:: SUPPLIED ENTRIES ::
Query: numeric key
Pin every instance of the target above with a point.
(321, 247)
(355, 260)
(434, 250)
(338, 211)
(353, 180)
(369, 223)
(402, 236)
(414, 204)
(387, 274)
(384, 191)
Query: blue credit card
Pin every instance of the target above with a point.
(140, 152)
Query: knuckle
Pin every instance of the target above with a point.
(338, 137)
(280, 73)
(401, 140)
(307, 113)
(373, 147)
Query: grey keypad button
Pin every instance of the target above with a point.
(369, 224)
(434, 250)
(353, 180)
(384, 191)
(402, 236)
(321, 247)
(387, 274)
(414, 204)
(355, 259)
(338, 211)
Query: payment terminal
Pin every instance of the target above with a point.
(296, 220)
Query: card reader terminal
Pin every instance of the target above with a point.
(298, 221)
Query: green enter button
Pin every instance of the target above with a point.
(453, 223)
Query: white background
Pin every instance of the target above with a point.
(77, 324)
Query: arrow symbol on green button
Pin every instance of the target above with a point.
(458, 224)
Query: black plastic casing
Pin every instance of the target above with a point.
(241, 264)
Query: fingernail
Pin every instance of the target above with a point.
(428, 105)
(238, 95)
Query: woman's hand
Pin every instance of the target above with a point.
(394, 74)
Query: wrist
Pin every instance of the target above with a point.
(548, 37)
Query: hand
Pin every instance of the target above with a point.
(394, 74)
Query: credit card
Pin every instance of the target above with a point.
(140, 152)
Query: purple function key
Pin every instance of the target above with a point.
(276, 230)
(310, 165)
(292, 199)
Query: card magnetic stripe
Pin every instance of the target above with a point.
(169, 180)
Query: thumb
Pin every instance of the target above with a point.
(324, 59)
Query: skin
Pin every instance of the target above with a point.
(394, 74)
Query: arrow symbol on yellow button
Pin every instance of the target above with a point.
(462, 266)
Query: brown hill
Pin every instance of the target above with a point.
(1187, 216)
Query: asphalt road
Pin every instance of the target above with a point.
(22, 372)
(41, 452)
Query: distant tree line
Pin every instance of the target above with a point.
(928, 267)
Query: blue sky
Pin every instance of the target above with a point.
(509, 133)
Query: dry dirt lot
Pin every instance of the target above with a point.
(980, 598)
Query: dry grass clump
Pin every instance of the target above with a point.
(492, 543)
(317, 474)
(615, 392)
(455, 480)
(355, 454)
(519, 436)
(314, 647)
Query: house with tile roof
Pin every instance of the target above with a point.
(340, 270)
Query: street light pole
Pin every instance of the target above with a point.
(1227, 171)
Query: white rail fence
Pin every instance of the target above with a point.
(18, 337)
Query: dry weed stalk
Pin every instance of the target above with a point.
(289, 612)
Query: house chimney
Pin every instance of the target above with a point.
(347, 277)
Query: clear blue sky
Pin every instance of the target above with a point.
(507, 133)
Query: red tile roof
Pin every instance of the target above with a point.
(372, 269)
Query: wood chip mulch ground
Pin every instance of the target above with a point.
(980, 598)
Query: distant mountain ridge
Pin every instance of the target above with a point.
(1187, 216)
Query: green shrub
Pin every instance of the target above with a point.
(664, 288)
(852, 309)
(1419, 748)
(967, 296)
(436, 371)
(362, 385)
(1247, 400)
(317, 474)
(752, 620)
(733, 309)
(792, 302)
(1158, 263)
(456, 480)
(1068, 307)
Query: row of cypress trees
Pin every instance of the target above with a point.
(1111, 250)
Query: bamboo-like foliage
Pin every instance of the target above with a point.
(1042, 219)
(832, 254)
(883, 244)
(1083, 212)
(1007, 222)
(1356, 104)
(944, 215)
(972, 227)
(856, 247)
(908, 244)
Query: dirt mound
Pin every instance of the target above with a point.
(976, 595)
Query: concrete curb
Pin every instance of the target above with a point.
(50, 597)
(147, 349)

:: PROBLEM REQUIREMENTS ::
Output each line of the material above as a numbered list, omitting any blank lines.

:: EXERCISE ANSWER ::
1. Query: numeric key
2. Pin every instance of the target above with a point.
3. (321, 247)
4. (355, 260)
5. (434, 250)
6. (338, 211)
7. (353, 180)
8. (369, 223)
9. (402, 236)
10. (414, 204)
11. (387, 274)
12. (384, 191)
13. Query: blue credit card
14. Pin every instance of the target above with a point.
15. (140, 152)
16. Query: knuckle
17. Pin every instance of the target above with a point.
18. (338, 137)
19. (280, 73)
20. (401, 140)
21. (307, 113)
22. (373, 147)
23. Query: grey keypad button
24. Pin every instance of the target above with a point.
25. (369, 224)
26. (434, 250)
27. (353, 180)
28. (384, 191)
29. (402, 236)
30. (321, 247)
31. (387, 274)
32. (414, 204)
33. (355, 259)
34. (338, 211)
35. Query: payment terminal
36. Pin every instance of the target above with a point.
37. (296, 220)
38. Query: card reader terminal
39. Pin every instance of the target above with a point.
40. (298, 221)
41. Query: green enter button
42. Pin every instance of the target above with a point.
43. (453, 223)
44. Query: white background
45. Pin every instance of the target above with a point.
46. (77, 324)
47. Query: arrow symbol on green button
48. Pin every instance of the target above with a point.
49. (458, 224)
50. Query: black plastic casing
51. Pin every instance of the target above with a point.
52. (241, 264)
53. Query: fingernail
54. Pin every instance of the target above with a point.
55. (428, 105)
56. (238, 95)
57. Query: woman's hand
58. Pin every instance of the target above with a point.
59. (394, 74)
60. Query: wrist
61. Pin every instance of the target above with a point.
62. (548, 37)
63. Query: hand
64. Pin every instance of the target above with a point.
65. (394, 74)
66. Query: credit card
67. Pin every instance of the target above with a point.
68. (140, 152)
69. Query: purple function key
70. Pin every instance of the target above with a point.
71. (276, 230)
72. (310, 165)
73. (292, 199)
74. Query: card magnetic stripe
75. Pin every instance of the target above with a point.
76. (169, 180)
77. Query: thumb
78. Pin every instance of the target above with a point.
79. (324, 59)
80. Query: skin
81. Pin every instance of the target above with a point.
82. (394, 74)
83. Query: arrow symbol on yellow button
84. Pin every instance of the target above with a point.
85. (462, 266)
86. Query: brown hill
87. Pin every instance of the target above with a point.
88. (1187, 216)
89. Query: asphalt road
90. Pin every instance of the target above with a point.
91. (22, 372)
92. (41, 452)
93. Query: distant tree line
94. Pin every instance of the target above with a point.
95. (928, 267)
96. Query: blue sky
97. Pin every instance of the target above with a point.
98. (509, 133)
99. Query: dry dirt lot
100. Pin every instance of the target above with a point.
101. (980, 598)
102. Query: dry grass clump
103. Pin every instance of the target above with a point.
104. (492, 543)
105. (317, 474)
106. (615, 392)
107. (455, 480)
108. (355, 454)
109. (519, 436)
110. (314, 647)
111. Query: house with tile roof
112. Pin every instance of the target above with a point.
113. (340, 270)
114. Query: street light pole
115. Pin every instance of the target above with a point.
116. (1227, 171)
117. Query: white rail fence
118. Pin every instance of the target above with a point.
119. (18, 337)
120. Query: dry weed stalk
121. Pin every instance of the target above with a point.
122. (289, 612)
123. Query: house chimney
124. Pin every instance of the target above with a point.
125. (347, 277)
126. Query: clear blue sky
127. Pin every instance of the target above with a point.
128. (507, 133)
129. Query: red tile roof
130. Pin every instance of the target above with a point.
131. (372, 269)
132. Query: wood chip mulch ground
133. Pin every instance of the target above with a point.
134. (980, 598)
135. Query: distant mountain ridge
136. Pin every instance of the target above with a point.
137. (1187, 216)
138. Query: green shrub
139. Pin every instance of the target above with a point.
140. (664, 288)
141. (852, 309)
142. (1419, 748)
143. (967, 296)
144. (436, 371)
145. (362, 385)
146. (1247, 400)
147. (317, 474)
148. (752, 620)
149. (733, 309)
150. (792, 302)
151. (1158, 263)
152. (456, 480)
153. (1068, 307)
154. Query: row of cypress trees
155. Pin every instance of the target above with a point.
156. (1111, 250)
157. Query: bamboo-like foliage
158. Pin every instance of the target above with a point.
159. (1042, 219)
160. (832, 254)
161. (883, 244)
162. (1083, 212)
163. (1007, 222)
164. (1356, 104)
165. (944, 215)
166. (972, 227)
167. (856, 247)
168. (908, 244)
169. Query: dirt mound
170. Pin every instance of the target above with a point.
171. (976, 595)
172. Query: concrete curb
173. Pin every instance of the target above with a point.
174. (50, 597)
175. (147, 349)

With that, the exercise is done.